[Stated task] Give the lines of the records running from the line that contains "531, row 29." through the line that contains "column 286, row 340" as a JSON list of strings, one string per line, with blank lines omitted.

[Excerpts from location labeling data]
------------------------------------------------

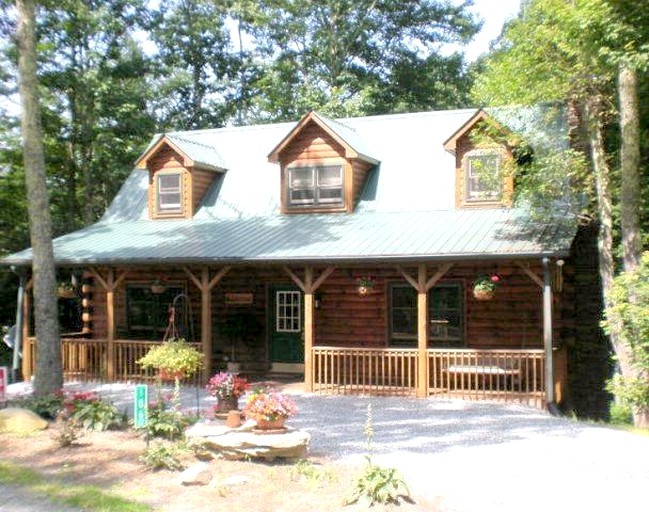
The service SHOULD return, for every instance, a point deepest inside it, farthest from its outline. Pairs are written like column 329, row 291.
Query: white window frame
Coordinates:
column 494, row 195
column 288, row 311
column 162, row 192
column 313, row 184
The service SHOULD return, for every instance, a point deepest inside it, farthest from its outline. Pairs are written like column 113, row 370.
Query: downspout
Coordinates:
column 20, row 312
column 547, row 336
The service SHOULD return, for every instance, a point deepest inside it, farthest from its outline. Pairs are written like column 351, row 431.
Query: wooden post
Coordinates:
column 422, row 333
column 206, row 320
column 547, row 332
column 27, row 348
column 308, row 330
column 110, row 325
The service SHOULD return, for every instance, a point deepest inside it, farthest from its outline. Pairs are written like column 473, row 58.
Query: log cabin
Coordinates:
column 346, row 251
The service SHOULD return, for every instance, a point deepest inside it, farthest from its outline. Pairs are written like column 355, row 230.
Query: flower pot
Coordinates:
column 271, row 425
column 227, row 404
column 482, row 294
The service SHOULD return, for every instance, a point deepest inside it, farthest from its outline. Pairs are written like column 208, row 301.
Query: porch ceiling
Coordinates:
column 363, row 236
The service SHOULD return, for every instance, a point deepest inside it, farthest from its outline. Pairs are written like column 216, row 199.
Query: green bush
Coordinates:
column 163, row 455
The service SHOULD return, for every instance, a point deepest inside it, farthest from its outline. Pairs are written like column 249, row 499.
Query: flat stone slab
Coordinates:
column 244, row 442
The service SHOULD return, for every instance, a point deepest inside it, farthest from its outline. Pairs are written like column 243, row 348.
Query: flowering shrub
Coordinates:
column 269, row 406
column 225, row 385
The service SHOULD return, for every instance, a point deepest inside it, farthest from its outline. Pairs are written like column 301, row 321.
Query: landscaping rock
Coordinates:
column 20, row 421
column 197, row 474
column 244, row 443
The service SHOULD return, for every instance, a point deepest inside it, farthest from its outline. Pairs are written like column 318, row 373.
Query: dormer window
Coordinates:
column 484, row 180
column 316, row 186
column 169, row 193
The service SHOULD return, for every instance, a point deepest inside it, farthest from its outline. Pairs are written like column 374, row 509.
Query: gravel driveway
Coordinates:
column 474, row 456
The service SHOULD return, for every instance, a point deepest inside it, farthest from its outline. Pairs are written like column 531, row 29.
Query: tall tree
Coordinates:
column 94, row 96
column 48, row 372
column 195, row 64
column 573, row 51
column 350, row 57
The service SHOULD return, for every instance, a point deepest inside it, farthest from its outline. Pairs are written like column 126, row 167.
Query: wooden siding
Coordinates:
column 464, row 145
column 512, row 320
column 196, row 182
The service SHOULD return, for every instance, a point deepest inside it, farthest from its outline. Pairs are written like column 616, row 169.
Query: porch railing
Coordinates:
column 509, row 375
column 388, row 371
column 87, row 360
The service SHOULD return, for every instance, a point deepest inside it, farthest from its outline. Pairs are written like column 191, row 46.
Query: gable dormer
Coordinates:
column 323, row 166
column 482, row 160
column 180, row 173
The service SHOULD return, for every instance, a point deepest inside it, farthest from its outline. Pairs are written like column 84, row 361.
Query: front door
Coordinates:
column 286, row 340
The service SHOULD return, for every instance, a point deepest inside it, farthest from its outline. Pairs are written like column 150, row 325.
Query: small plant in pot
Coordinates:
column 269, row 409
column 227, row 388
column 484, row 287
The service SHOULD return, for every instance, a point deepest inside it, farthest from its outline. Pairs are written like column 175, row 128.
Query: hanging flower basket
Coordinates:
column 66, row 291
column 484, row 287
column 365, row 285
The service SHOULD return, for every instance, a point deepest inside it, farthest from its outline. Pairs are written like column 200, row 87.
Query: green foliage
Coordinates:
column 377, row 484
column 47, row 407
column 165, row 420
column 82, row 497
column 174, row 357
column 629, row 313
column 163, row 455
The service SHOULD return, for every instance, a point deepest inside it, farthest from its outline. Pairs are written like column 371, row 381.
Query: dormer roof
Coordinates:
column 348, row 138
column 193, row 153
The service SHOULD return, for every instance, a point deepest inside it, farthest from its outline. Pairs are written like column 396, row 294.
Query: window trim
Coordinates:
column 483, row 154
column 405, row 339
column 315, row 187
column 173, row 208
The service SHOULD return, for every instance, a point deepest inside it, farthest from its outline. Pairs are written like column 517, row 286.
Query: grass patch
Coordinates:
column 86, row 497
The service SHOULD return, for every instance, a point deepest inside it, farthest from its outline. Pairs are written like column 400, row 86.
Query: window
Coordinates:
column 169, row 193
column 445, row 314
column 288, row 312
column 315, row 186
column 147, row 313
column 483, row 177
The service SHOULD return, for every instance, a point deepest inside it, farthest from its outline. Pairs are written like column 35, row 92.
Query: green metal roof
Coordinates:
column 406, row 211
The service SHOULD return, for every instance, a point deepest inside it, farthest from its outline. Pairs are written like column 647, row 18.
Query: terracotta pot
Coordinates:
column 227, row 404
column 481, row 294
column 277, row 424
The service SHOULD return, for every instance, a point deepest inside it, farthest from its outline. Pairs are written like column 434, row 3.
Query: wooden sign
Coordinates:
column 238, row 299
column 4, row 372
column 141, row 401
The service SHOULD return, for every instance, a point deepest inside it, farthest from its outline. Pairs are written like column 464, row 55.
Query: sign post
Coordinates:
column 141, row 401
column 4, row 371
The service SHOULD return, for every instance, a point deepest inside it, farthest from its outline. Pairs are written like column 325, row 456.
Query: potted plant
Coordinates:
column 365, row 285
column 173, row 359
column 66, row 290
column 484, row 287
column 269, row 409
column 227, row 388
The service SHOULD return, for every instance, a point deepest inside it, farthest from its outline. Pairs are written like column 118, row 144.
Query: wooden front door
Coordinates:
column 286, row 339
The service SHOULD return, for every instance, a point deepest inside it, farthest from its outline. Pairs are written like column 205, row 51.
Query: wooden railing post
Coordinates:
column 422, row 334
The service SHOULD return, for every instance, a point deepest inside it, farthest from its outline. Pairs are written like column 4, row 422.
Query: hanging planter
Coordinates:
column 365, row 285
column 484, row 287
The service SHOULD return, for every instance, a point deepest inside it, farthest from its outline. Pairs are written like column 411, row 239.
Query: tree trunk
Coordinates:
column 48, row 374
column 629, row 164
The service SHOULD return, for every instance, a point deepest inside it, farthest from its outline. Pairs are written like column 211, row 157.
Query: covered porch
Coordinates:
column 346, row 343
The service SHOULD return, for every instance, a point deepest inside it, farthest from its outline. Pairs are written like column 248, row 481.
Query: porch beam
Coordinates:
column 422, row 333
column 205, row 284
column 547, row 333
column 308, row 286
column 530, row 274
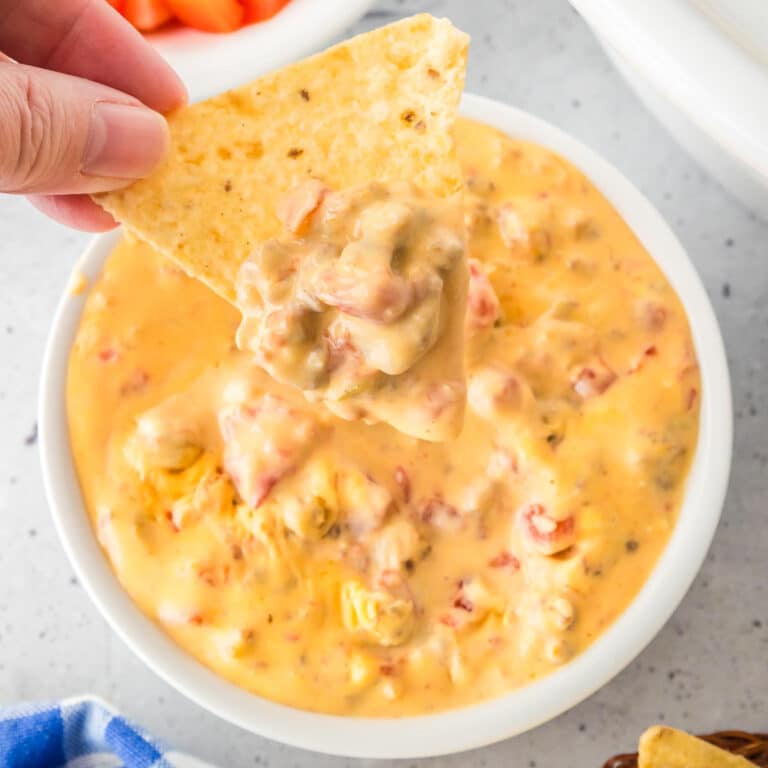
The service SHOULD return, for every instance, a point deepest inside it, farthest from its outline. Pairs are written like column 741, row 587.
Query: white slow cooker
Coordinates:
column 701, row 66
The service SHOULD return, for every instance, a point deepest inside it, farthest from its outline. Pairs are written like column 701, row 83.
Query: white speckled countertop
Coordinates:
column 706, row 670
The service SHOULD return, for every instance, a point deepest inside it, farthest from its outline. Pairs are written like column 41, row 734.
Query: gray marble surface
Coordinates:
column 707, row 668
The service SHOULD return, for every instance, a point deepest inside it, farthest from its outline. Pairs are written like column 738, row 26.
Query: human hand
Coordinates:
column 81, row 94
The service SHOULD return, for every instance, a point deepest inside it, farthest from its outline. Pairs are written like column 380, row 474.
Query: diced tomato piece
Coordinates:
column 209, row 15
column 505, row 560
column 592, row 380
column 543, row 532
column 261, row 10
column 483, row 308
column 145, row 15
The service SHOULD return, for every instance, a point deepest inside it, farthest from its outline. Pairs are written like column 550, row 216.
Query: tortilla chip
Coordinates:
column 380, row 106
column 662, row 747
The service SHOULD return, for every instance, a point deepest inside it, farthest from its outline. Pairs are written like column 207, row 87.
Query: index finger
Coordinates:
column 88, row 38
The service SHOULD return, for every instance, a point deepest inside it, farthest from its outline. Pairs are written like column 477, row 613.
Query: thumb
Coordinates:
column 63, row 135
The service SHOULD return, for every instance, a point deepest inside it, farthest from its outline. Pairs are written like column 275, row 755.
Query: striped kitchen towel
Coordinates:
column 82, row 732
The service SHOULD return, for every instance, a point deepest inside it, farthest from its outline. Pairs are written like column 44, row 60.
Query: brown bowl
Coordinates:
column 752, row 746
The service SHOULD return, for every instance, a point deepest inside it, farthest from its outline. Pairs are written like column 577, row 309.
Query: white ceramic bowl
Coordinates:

------------------------------------------------

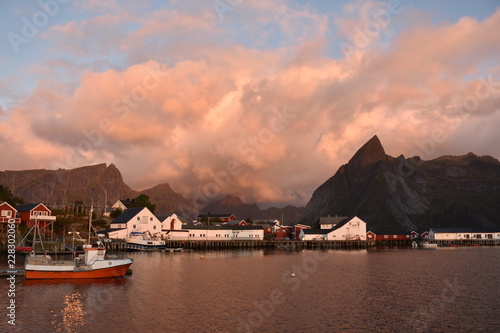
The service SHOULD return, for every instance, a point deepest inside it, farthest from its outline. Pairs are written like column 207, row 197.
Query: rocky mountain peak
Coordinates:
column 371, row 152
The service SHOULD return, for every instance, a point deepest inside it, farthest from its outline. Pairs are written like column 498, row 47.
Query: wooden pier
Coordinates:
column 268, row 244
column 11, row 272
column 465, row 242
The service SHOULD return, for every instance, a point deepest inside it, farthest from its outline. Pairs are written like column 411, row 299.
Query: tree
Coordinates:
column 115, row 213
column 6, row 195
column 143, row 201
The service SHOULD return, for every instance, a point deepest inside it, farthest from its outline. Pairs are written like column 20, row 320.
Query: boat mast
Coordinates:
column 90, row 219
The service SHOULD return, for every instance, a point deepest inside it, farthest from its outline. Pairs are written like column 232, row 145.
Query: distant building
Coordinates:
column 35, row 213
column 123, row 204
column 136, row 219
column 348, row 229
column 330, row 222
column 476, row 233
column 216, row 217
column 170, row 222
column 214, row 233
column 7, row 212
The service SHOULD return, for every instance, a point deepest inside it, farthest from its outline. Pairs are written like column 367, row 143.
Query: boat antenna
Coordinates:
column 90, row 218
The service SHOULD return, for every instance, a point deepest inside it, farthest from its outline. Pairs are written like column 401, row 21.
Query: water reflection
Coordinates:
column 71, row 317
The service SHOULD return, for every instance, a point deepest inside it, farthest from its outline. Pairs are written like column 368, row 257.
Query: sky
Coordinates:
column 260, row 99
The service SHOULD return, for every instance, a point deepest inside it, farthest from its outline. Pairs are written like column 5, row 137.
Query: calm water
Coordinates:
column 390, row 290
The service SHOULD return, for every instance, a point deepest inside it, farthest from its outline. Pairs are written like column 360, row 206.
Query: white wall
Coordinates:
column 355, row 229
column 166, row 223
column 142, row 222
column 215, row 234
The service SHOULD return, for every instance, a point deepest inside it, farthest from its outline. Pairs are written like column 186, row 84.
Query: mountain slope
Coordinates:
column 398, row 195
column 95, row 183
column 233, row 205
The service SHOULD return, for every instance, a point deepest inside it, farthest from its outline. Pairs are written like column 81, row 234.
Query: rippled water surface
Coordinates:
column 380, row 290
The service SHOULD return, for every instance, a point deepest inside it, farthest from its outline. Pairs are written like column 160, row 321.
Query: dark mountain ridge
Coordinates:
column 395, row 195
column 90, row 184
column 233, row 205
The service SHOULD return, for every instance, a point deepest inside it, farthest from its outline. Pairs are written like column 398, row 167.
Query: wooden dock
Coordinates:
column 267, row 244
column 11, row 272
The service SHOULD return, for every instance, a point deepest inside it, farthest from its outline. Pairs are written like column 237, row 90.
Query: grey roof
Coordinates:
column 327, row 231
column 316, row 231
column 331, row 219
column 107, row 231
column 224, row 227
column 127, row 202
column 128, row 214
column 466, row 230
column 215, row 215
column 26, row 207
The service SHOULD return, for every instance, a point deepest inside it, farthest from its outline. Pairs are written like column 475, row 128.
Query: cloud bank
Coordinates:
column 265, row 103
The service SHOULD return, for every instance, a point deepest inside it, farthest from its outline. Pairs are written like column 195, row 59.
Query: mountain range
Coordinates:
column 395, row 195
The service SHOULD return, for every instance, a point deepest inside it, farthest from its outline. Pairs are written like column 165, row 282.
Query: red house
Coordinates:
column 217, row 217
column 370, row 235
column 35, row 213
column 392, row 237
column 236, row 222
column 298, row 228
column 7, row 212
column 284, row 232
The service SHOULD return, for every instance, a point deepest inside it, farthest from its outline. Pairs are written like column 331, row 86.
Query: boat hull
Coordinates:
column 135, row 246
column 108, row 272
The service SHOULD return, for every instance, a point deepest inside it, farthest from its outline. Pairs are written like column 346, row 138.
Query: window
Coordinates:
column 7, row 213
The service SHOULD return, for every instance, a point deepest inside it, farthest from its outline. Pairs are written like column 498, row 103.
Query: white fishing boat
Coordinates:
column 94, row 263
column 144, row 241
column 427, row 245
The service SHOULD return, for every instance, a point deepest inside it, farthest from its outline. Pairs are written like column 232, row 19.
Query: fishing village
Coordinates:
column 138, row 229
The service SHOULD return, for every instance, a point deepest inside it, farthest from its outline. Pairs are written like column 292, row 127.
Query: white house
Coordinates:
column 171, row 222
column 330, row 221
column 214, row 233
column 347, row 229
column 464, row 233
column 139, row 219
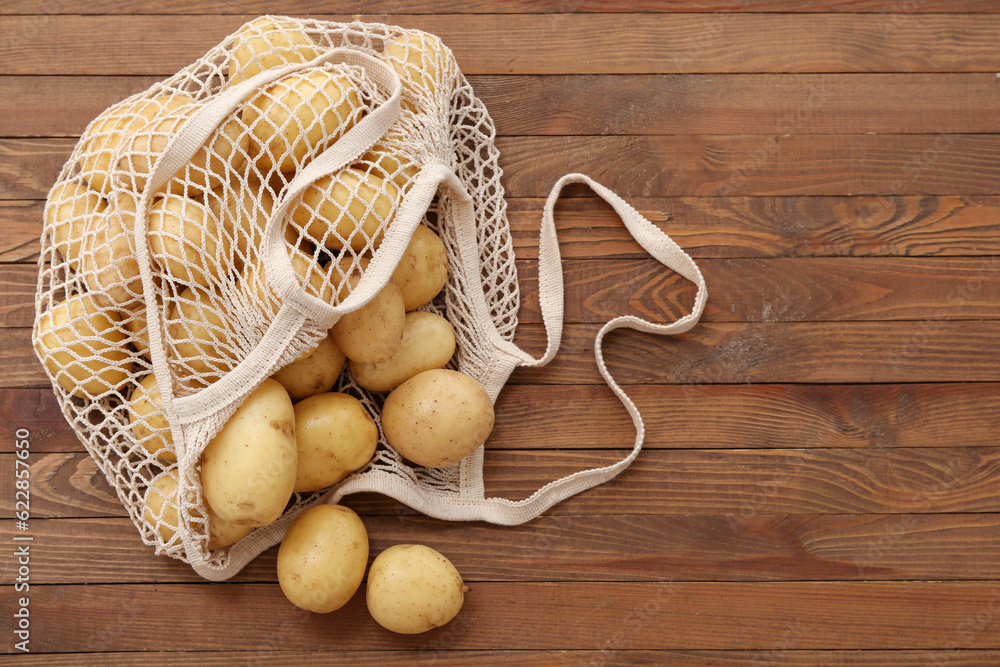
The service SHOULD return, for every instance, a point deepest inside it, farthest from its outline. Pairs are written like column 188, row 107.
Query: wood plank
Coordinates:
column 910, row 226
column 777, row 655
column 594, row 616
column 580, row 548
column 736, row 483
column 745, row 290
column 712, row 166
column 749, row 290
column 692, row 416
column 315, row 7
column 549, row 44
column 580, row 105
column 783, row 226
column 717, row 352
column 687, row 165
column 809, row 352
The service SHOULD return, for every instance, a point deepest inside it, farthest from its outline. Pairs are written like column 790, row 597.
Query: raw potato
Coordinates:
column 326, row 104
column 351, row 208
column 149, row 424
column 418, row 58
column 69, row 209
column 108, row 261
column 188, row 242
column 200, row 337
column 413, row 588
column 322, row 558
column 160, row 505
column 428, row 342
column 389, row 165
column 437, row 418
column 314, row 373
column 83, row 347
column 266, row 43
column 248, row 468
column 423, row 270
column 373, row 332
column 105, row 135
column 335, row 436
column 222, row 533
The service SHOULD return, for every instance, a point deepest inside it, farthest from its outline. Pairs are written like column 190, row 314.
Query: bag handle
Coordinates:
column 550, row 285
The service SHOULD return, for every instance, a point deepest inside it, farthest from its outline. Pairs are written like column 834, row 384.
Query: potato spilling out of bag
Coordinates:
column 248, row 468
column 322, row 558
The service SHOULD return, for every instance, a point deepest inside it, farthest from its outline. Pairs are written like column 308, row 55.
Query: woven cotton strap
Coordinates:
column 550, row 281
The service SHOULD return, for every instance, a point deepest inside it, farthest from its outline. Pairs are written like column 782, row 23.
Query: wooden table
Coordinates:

------------------------------------------------

[Exercise output]
[
  "The service SHOULD return, for every instance, a point deepest inside it, farthest from its outline. Pairs are written like column 531, row 29.",
  "Query: tall tree",
  "Coordinates:",
  "column 94, row 96",
  "column 48, row 372",
  "column 195, row 64",
  "column 573, row 51",
  "column 350, row 57",
  "The service SHOULD return, for every instance, a point deepest inside it, farthest from its outline. Pairs are written like column 126, row 167.",
  "Query: wooden siding",
  "Coordinates:",
  "column 464, row 145",
  "column 512, row 320",
  "column 196, row 182",
  "The service SHOULD return, for every instance, a point deepest inside it, farthest from its outline. Pairs are written like column 616, row 169.",
  "Query: porch railing",
  "Coordinates:",
  "column 509, row 375",
  "column 388, row 371",
  "column 87, row 360",
  "The service SHOULD return, for every instance, a point deepest inside it, farthest from its outline. Pairs are written like column 191, row 46.",
  "Query: gable dormer",
  "Coordinates:",
  "column 323, row 166",
  "column 482, row 160",
  "column 180, row 173",
  "The service SHOULD return, for every instance, a point deepest inside it, farthest from its outline. Pairs are written like column 84, row 361.",
  "Query: front door",
  "Coordinates:",
  "column 286, row 340"
]